▸ Textauszug:
+++++
Da gibt es Landschaftsaufnahmen, reduzierte, aufgeräumte Komposition, bestehend lediglich aus Wasser, Wolken und Horizont. Genauso gehören dazu auch Aufnahmen von Wasservögeln - lokale Kunstfreund:innen können an Adolf Dietrich denken. Die Abzüge erinnern mit dem sichtbaren Filmkorn bisweilen an Standbilder aus frühen Schwarz-Weiss-Filmen.
Fenster zum Lager
Von Fotografie zu Text, und damit zu Mark von Schlegell. Der Autor schreibt Science-Fiction Romane und Texte. In diesem Genre experimentiert er mit Realitäten des Sehens.
Für die Ausstellung liess er sich vom französischen Schriftsteller Raymond Roussel inspirieren, hat dessen spielerische Schreibtechniken adaptiert. In Science-Fiction Manier hat von Schlegell auch eine fiktionalisierte Karte des Bodensees gezeichnet.
Und wenn die Zuschauerin schliesslich die fünfte Arbeit sucht, und sich möglicherweise fragt, wieso da so viel Kram rumsteht, und warum denn niemand aufgeräumt hat, dann hat sie die Arbeit von Bea Schlingelhoff entdeckt.
Schlingelhoff hat das Lager der Galerie ausgeräumt und alles was sich darin befand in den Ausstellungsraum gebracht. Das sind künstlerische Arbeiten, wie Gemälde und Skulpturen, genauso wie Büromaterial, Plakate oder Möbel. Alles, was sich über die Jahre ansammelt steht in der Galerie. Das Lager ist indes leer und sauber, und wurde ebenfalls zur Arbeit deklariert.
Auf dem Schaufenster des Lagerraumes steht der Name des Hauses in dem sich die Galerie befindet, und das der Arbeit den Titel gibt: «zur Hoffnung». Mit diesem Konzept erkundet die Künstlerin die Strukturen und Bedingungen des Kunstbetriebs, etwa die Produktion, Vermarktung und Lagerung von Kunst.
+++++
▸ Aufgaben:
A. Welcher Schriftzug steht laut dem Text zur Ausstellung auf dem Schaufenster des Lagerraumes?
B. Führen Sie den Text zur Ausstellung im Anschluss an seinen letzten Satz fort.
Die Datensätze haben mit dem Text zur Ausstellung nichts zu tun.

▸ Datensätze:
+++++
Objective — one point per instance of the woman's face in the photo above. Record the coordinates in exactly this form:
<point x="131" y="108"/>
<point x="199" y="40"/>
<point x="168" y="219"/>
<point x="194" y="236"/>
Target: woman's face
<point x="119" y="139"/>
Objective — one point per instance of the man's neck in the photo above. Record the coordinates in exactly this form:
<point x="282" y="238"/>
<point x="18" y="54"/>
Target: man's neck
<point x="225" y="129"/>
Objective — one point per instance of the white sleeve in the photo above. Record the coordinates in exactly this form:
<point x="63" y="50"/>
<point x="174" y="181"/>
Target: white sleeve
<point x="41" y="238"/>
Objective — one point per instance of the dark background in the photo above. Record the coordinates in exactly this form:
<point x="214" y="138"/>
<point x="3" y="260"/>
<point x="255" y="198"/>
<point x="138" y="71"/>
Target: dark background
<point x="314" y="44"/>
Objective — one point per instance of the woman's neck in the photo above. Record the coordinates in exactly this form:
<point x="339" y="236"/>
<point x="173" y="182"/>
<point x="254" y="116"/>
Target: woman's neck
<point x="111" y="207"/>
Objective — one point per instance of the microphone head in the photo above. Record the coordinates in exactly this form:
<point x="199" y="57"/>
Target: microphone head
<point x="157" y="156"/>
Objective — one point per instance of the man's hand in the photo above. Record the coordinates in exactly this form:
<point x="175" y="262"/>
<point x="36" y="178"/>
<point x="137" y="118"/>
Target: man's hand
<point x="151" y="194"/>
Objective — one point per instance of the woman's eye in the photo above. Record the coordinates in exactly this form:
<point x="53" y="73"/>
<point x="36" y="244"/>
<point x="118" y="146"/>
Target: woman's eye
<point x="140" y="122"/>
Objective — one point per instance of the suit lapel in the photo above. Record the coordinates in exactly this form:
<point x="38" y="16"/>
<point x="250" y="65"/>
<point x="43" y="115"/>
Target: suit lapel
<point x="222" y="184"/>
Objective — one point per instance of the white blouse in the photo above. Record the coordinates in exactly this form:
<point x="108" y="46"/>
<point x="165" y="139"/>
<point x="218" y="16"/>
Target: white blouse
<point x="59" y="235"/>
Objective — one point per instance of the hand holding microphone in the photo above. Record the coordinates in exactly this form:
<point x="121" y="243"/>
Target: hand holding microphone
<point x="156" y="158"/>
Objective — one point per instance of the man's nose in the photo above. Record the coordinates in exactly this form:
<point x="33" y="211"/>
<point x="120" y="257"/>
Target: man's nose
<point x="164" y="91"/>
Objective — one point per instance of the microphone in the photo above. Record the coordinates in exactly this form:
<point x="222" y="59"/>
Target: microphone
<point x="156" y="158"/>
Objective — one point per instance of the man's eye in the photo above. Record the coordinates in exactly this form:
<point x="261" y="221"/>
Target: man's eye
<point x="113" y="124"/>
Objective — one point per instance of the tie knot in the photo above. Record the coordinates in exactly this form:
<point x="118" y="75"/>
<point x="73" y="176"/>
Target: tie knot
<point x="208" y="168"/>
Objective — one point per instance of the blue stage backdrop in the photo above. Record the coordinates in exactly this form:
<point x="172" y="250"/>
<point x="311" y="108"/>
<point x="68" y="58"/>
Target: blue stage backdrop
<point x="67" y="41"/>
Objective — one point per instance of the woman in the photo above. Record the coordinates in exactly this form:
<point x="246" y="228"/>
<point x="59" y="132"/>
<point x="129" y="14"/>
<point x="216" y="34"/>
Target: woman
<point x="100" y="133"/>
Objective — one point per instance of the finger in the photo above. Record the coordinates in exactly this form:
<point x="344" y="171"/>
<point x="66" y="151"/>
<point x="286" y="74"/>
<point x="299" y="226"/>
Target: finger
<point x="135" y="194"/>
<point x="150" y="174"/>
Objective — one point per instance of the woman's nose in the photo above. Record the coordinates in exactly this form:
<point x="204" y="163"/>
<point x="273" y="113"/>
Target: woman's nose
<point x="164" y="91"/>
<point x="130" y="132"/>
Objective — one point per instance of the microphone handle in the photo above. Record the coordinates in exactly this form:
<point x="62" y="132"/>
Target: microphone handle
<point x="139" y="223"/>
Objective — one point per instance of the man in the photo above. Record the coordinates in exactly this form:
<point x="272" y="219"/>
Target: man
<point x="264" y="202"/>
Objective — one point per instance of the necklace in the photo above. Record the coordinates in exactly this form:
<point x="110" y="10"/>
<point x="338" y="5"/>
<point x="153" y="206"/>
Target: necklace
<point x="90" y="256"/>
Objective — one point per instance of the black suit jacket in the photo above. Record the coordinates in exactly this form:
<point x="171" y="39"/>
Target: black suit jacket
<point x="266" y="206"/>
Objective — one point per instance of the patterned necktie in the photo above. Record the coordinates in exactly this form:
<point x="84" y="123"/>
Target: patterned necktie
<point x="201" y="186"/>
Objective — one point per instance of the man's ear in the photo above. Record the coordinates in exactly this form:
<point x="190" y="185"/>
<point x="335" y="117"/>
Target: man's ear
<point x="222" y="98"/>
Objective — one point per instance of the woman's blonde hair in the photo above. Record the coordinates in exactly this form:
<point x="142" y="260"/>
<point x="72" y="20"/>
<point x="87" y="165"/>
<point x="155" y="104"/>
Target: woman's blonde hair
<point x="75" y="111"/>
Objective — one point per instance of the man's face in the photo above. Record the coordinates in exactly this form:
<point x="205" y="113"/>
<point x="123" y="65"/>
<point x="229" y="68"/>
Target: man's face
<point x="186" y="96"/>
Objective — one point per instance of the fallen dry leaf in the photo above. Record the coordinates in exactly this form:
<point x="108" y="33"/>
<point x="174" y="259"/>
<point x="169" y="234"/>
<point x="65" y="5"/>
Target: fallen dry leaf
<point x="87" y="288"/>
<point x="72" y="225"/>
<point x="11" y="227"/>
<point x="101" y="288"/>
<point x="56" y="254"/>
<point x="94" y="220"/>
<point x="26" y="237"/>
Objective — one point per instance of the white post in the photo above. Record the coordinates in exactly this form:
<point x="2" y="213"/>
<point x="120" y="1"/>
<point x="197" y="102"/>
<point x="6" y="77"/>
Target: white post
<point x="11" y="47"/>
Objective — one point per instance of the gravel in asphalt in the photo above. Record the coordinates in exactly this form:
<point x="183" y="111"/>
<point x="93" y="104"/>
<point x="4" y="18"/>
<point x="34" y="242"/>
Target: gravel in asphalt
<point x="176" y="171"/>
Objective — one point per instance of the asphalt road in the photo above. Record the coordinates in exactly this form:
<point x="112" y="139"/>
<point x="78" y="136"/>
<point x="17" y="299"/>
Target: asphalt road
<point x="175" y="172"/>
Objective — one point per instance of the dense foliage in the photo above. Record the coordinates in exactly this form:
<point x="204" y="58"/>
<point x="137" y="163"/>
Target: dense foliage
+++++
▸ Lösungen:
A. «zur Hoffnung», der Name des Hauses, in dem sich die Galerie befindet.

B.
Fenster zum Selbstverständnis
Konzeptkunst ist zwar sehr interessant, lässt sich allerdings schwierig verkaufen. Was ist also die Motivation für eine Galerie solche Arbeiten zu zeigen? Gruber und Schwalb: «Diese Positionen befragen Bedingtheiten und Fantasien, die sich um Galerien und Ausstellungen ranken. So wie wir die Künstler:innen gewählt haben, wollten wir auch auf gegenseitige Qualität hinweisen.»
Diese verschiedenen Qualitäten der jeweiligen Arbeiten würden durch die gemeinsame Ausstellung sichtbar. So stellt beispielsweise Mark von Schlegell durch die Betonung der Fiktionalität dieselbe Frage auch für die anderen Arbeiten, so das Kurationsduo weiter.
«i am see» behandelt das Thema in Bezug auf den Ort, genauso wie in Bezug auf das Sehen. Aus lokaler Sicht offeriert die Ausstellung einen Aussenblick auf ein Thema, das einen ständig umgibt und dadurch vielleicht auch schon selbstverständlich geworden ist. Und sie ist ein interessantes Beispiel wie eine Galerie mit internationalem Profil ihre eigenen lokalen Verankerungen befragt und darauf reagiert.
Video: Prix Meret Oppenheim für Caroline Bachmann
Transparenz-Hinweis: Unsere Autorin Samantha Zaugg hat teilweise bei der an der Ausstellung beteiligten Künstlerin Bea Schlingelhoff studiert.
Die Öffnungszeiten
Die Ausstellung läuft bis am 25. Februar 2023.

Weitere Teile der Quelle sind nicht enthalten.